ACTIVITY ▸
Apart from the pictures, please restate every entry below exactly.

Natural-language object grounding data:
■ ■ ■ ■
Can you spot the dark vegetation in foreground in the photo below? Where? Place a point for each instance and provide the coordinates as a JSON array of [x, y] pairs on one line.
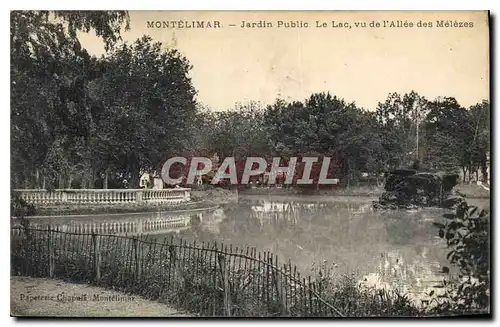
[[218, 280]]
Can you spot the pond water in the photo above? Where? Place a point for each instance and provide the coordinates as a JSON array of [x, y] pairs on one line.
[[395, 249]]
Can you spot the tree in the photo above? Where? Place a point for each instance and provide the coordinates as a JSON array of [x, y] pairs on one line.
[[48, 75], [144, 108]]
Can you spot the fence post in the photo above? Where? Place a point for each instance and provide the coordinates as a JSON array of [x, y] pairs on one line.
[[50, 254], [97, 257], [227, 290], [279, 289], [137, 265]]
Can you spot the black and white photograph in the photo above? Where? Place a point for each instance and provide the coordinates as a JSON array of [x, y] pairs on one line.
[[250, 164]]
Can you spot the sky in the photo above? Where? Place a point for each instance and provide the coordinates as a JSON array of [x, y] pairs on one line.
[[360, 64]]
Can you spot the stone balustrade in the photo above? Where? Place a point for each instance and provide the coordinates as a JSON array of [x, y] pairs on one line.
[[113, 226], [107, 196]]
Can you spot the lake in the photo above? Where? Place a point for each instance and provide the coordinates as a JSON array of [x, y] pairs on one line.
[[395, 249]]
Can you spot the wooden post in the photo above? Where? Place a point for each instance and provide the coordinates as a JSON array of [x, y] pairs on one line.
[[137, 256], [225, 280], [97, 258], [279, 289], [50, 252]]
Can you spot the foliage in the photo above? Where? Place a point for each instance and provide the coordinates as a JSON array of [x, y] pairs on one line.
[[467, 235]]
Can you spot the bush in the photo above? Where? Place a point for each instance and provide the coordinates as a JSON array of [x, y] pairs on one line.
[[467, 235]]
■ ■ ■ ■
YOUR RESPONSE ▸
Can you spot the dark vegetation in foreground in the photo below? Where? Place a point for each instance and provide the coordinates as a JSON array of [x, y] pairs on one line.
[[218, 280]]
Can you spot the pond water in the photo above? Where? Place a point for each instance and provide the coordinates as a JSON array of [x, y] pairs on one line.
[[395, 249]]
Can you spot the tree in the photo above? Where? Place a point for each instance and provide the coordinates as a JSON array of [x, y] pairs on one line.
[[48, 75], [144, 108]]
Can you spot the fence post in the photo above? Where? Place a point for each instance and provide the coordinates as a JSON array of [x, y] pairs on one line.
[[50, 254], [97, 257], [227, 290], [279, 289], [137, 265]]
Can you spot the black and white photograph in the photo above? Where? Place a point for each instance and provide the coordinates as a JSON array of [x, y] pairs on one line.
[[250, 164]]
Can you spot the sky in the photo above? Where? Place a point for each instance and provide the coordinates as a JSON array of [x, y] pairs on one line.
[[360, 64]]
Can you spot the stone balustrade in the photo above? Where? Place a point for each instance and provide the coordinates as a JSON array of [x, y] pairs on one line.
[[113, 226], [107, 196]]
Can you spot the lake in the photo above? Where? Place a point for each instance and provide the coordinates as a JSON array of [x, y] pairs on one line.
[[395, 249]]
Can you spot the wooden post in the photo above? Where? Place a point for each instance and provide the coordinates as a JSON array of [x, y] pairs on one line.
[[137, 256], [225, 280], [97, 258], [279, 289], [50, 252]]
Can you spot the foliage in the photo above? Where? Place a point for each instance and provide the coordinates as a JSON array of [x, y] pairs on one line.
[[467, 235]]
Can you spot the bush in the photo above? Where? Place a point for each instance and provide the coordinates as a JSON array of [x, y] pairs on one line.
[[467, 235]]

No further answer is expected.